TEXT SEGMENT
* * * * * * *

Hats off to surveyors
Published 6:04 pm Tuesday, March 22, 2022
Editor, The Smithfield Times:
As a registered land surveyor in Virginia since 1993, I wanted to remind the general public that March 20-26 is National Surveyors Week.
Why is there cause for celebration? Land surveyors are the backbone of our land ownership rights in the United States. Land surveyors were instrumental in delineating boundaries between European countries as the North American continent was being explored and territories were being defined. After the War of Independence, the state boundaries were created, cities laid out, and individual parcels of land continued to be surveyed and mapped by surveyors.
George Washington and Thomas Jefferson were surveyors, as well as Abraham Lincoln. Today surveyors continue to provide an invaluable public service conducting land, hydrographic, road, tunnel, volumetric, Global Positioning Systems (GPS) and light detection and ranging (LiDAR or three dimensional) surveys that provide the backbone for residential and industrial land use, ownership and development in the United States.

* * * * * * *

RAW DATA
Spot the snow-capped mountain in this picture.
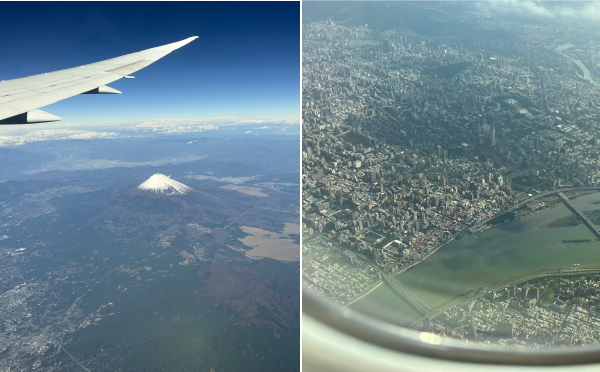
[137,173,193,195]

* * * * * * *

TASKS FOR THIS EXERCISE
**A.** In the letter on surveyors, what dates does National Surveyors Week cover?
**B.** Reproduce the letter on surveyors from "Hats off to" to "National Surveyors Week.".

COMPLETE ANSWERS
**A.** March 20-26

**B.**
Hats off to surveyors
Published 6:04 pm Tuesday, March 22, 2022
Editor, The Smithfield Times:
As a registered land surveyor in Virginia since 1993, I wanted to remind the general public that March 20-26 is National Surveyors Week.